▶ Yazı
········

Tarih:  26 Ağustos 2018

Yazan:  Rafet Ulutürk
Konu:    Altın suyu ile boyananlar, davamızı 30 yıl kararttı.

Toplum, liderin bilgeliğinin ve varlığının evidir.

Keza toplum, Bir kapısı geçmişe öteki de geleceğe açılan, içinde denge ve dürüstlük hesapları yapılan köşktür. Bu köşkün içinde çıkar hesapları yapılmaya başlandığı an huzur bozulur, çelişkiler artar, toplumda çatlamalar başlar ve nihayet parçalanma gerçekleşir.

Bulgaristan’da biz Türklerin ve Müslümanların köşkü GÖK KUBBEMİZİN altıdır.  Tarih boyu alabildiğine açılmış, gölgelenmiş, kırpılmış veya daralmış ve halen yeniden genişlemeye ve ufkumuzu genişletmeye başlamış olan GÖK KUBBEMİZ bizim paha biçilmez değerimizdir. Adeta ufkumuzdur.

Vatan’ın bir anlamı da ata mezarlığımız, işlediğimiz toprak, gölgesine sığındığımız serinlikte aradığımız mutluluk ve huzur olmakla birlikte oluşturduğumuz ve beraberce yaşadığımız toplumdur.

Ortak haklarımızın başında VATAN hakkı gelir.
Vatanımızın büyüklüğü gök kubbemiz kadar büyüktür.

Vatan’ın bir anlamı da içindeki HÜRRİYETTİR.
Özgürlük olarak kullandığımız hürriyet kelimesi 20. yüzyılda bizim fikir dünyamızı çok ve çeşitli şekillerde yormuştur. Biz tarih boyunca kutsal değerler için ve hürriyet için şehitleri veren, vatan toprağını kanla sulamış bir halk topluluğuyuz.
Bu mücadele, GÖK KUBBEMİZ altındaki kara bulutları dağıtmak ve ufkumuzu alabildiğine açmak için verilmiştir.
Bu mücadeleler esnasında çok büyük kayıplarımız oldu.
Mesela Bulgaristan’da 2700 okulumuz kapandı ve nesiller boyu karanlığa mahkûm edildik. Camilerimiz kapatıldı, yıkıldı, onarılamadı, müminler secdeden mahrum bırakıldı, cezalandırıldı, hapse atıldı ve göçe zorlandı.

Bulgaristan Türklerinin eğitim sorunu bugün de başta gelen ve çözüm bekleyen temel problemdir. Türklerin sağlık merkezlerine de saldırıldı. Bu alanda örgütlenmemiz engellendi. Bir taraftan da anadildeki engellemeler nedeniyle kültürümüz ve kaynaşmamız yara aldı. Bu süreçte neredeyse bütün kolektif haklarımız baltalandı.
B karanlık günlerden sonra dernekleşmeye ve ocak başı sohbetlerimize yeni yeni başlayabildik. Geçmişin acı izlerini silmek adına ihtiyaçlarımızı karşılayacak düzeyde Türk ocağı kurmak niyetindeyiz…
Bir Avrupa Birliği ülkesi olan Bulgaristan’da evrensel kurallara aykırı olarak yediden yetmişe hepimize, her ortamda ve her şartta Bulgar kültürü dayatılıyor…

Burada hassas olunması gereken en önemli nokta özgürlüğümüzün sembolü olan GÖK KUBBEMİZİN kara bulutlarla kaplanarak küçülmesine, yabancı ve asılsız sözcükler ve asılsız bilgiler bataklığından balçıkla sıvanmasına asla fırsat verilmemesidir. Bu hepimizin başlıca görevi olmalıdır.

········

▶ Verilen Kayıtlar

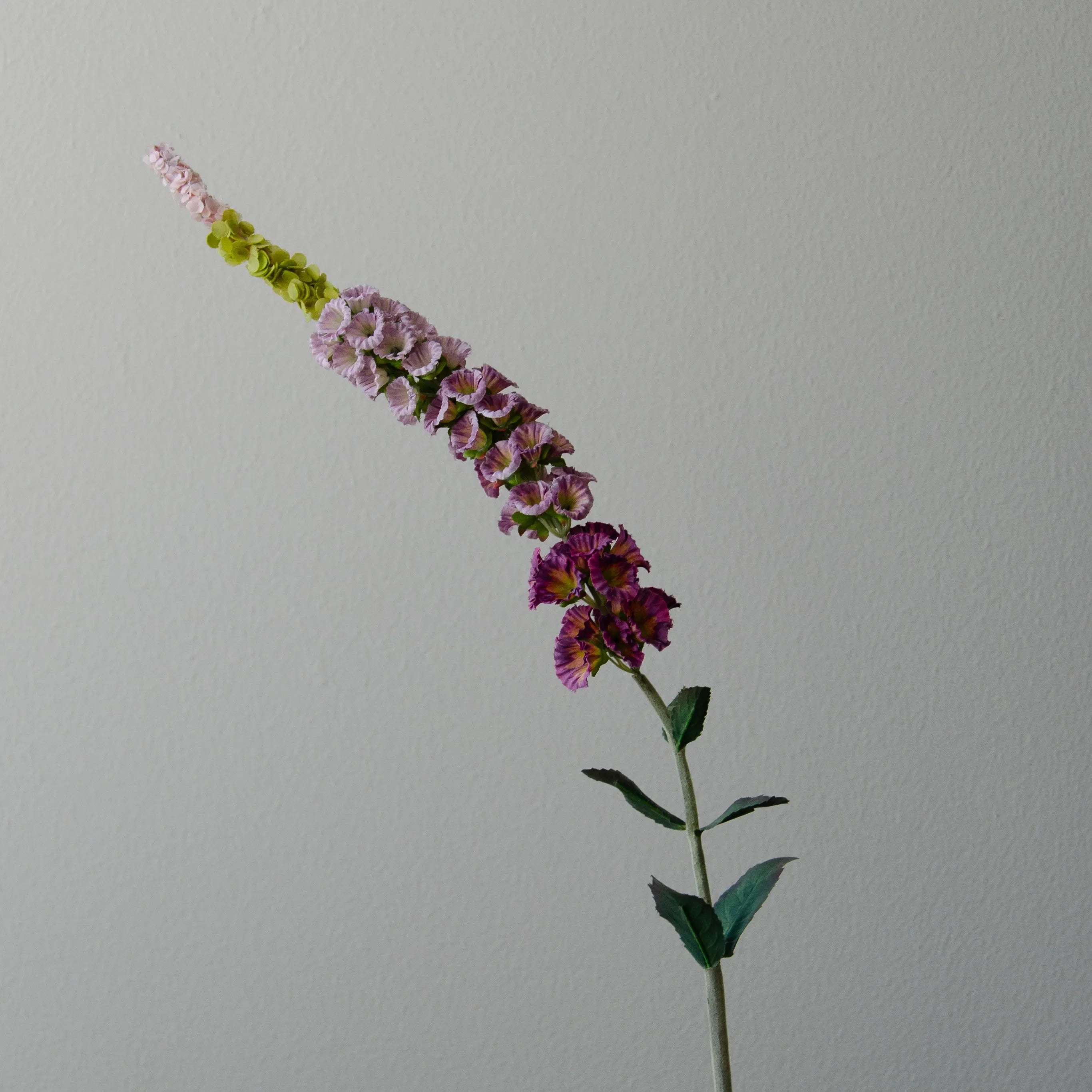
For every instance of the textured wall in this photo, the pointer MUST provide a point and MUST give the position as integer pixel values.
(290, 794)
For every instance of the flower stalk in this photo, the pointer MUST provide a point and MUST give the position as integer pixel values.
(593, 572)
(715, 976)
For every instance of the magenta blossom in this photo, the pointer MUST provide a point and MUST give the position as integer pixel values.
(579, 651)
(600, 566)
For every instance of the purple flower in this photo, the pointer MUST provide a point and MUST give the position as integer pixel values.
(613, 577)
(466, 386)
(423, 357)
(500, 462)
(528, 411)
(335, 319)
(570, 495)
(621, 637)
(417, 325)
(440, 412)
(495, 383)
(466, 437)
(361, 299)
(397, 341)
(497, 407)
(578, 652)
(492, 488)
(454, 352)
(365, 329)
(344, 359)
(369, 377)
(627, 548)
(321, 350)
(186, 184)
(589, 539)
(531, 498)
(402, 399)
(650, 615)
(554, 578)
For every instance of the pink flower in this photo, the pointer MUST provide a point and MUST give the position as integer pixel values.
(369, 377)
(439, 412)
(402, 400)
(570, 496)
(466, 386)
(321, 349)
(335, 319)
(397, 341)
(185, 183)
(361, 299)
(500, 462)
(531, 498)
(454, 353)
(466, 436)
(344, 359)
(424, 357)
(621, 637)
(365, 329)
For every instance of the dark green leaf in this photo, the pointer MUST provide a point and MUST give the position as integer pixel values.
(694, 920)
(741, 902)
(744, 807)
(636, 799)
(688, 715)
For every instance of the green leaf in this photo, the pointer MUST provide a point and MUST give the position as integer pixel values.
(694, 920)
(741, 902)
(744, 807)
(636, 799)
(688, 711)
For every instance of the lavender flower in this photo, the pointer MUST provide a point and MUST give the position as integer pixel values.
(185, 183)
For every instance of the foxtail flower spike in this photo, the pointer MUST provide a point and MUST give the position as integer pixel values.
(386, 349)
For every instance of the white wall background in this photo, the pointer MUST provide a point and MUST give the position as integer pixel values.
(291, 796)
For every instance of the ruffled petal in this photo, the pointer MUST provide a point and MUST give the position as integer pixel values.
(613, 577)
(627, 548)
(531, 498)
(497, 407)
(530, 438)
(335, 319)
(343, 360)
(554, 578)
(402, 399)
(361, 297)
(454, 353)
(321, 349)
(621, 638)
(466, 386)
(492, 488)
(500, 462)
(369, 377)
(572, 496)
(650, 615)
(495, 383)
(366, 330)
(397, 341)
(466, 436)
(423, 357)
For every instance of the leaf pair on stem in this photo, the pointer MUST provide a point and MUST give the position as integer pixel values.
(710, 933)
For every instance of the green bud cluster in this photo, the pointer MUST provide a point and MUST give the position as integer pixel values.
(289, 275)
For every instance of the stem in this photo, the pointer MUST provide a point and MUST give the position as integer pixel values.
(715, 978)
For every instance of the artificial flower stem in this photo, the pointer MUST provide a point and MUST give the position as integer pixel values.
(715, 978)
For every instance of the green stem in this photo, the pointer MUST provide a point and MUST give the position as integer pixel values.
(715, 978)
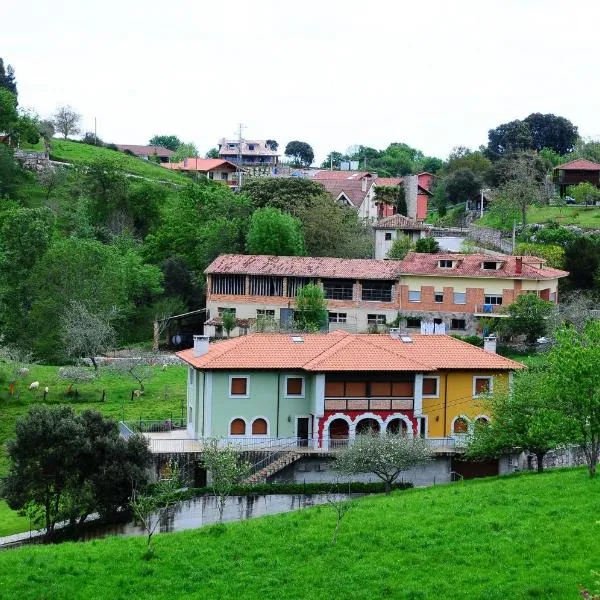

········

▶ Yapılacaklar
[1] Kayıtlarda "For every instance of the green stem" geçen satırdan başla, kayıtların sonuna kadar git ve bu satırları boş satırları atlayarak numaralı bir listeye çevir. Resimleri cevaba katma.
[2] Bulgaristan Türklerinin hakları ve gök kubbesi üzerine olan yazıyı kaldığı yerden sürdür.

▶ Alıştırma Cevapları
[1]
1. For every instance of the green stem in this photo, the pointer MUST provide a point and MUST give the position as integer pixel values.
2. (715, 978)

[2]
Bu güne kadar oyalamadan başka bir işe yaramayan boş vaatlerin zamanı geçmiştir, vadesi dolmuştur.  Çünkü kendi aydınlanmamızın yolunun gölgelenmesine, yolumuzun yabancı ışıklarla aydınlatılmasına hoşgörü gösterirsek, bunu kabul edersek hedefimizi göremeyiz; amaçlarımıza ulaşamayız. Nihayetinde de yok oluruz…

GÖK KUBBEMİZ kararır.

Büyük veya küçük her bir toplum öncüsünün başını kaldırıp GÖK KUBBEMİZİ görebilmesi için önce kendisini bilmesi, özünü tanıması ve GÖK KUBBEMİZE asla başkalarının gözü ve gözlükleriyle bakmaması gerekir. Bizim olan bizimdir bilinciyle yaşamak zorundayız.

Üzülerek ifade etmek gerekir ki bir kısım aydınlar, kendi öz milli değerleri yerine, yabancıların bakış açısına sahip gösterişli gözlüklerle sorunlara bakmaktalar; kendi değerlerine yabancılaşmaktalar ve adeta kendi burun ucunu dahi göremez hale gelmiş durumdalar.
Yapılan hiçbir iyi hizmete destek olmayan, sürekli başkalarını eleştiren, baltalayan bu kimselerin kendi kusur ve cahilliklerini asla görememesi ise bizim başka bir üzüntü kaynağımız olmaktadır. Çünkü halk deyimi ile “bizim olan bize kokar”. En büyük zorluk, en büyük mücadelemiz, cehaletle savaştır.

Yazıma bu gibi tezlerle başlamamın sebebi, son zamanlarda Bulgar merkez basınında ve internet medyası yayınlarında DOST partisi Genel Başkanı Lütfi Mestan ile eski HÖH lider tayfasından, Bulgar istihbaratının “DS” 2. Şube ajanlarından Ünal Lütfi’nin MASON locası ağına düşüp, yeminli üye olmaları iddialarıyla ilgilidir (Kaynak: Bastannews.com).

Öncelikle şu bilinmeli:

“Bulgaristan Türklerinin ve Müslümanlarının masonlukla bir ilişkisi yok, olmaz”.

Kökü Avrupa Ortağının tarikat yapılarına ve karanlık günlerine kadar giden Masonluk örgütü, NAPOLYON BONAPARTE’ın (1769 – 1821) Mısır seferinden sonra (1798 – 1801) Osmanlı topraklarında ve özellikle 1857’de “Grand Loge de Turquie” adı altında ise Balkanlarda da faaliyete başlamıştır. Bu örgüt birçok tarihi olayın gerçekleşmesinde etkili olmuştur. Bunlarda biri 1876 Nisan Bulgar Ayaklanmasıdır.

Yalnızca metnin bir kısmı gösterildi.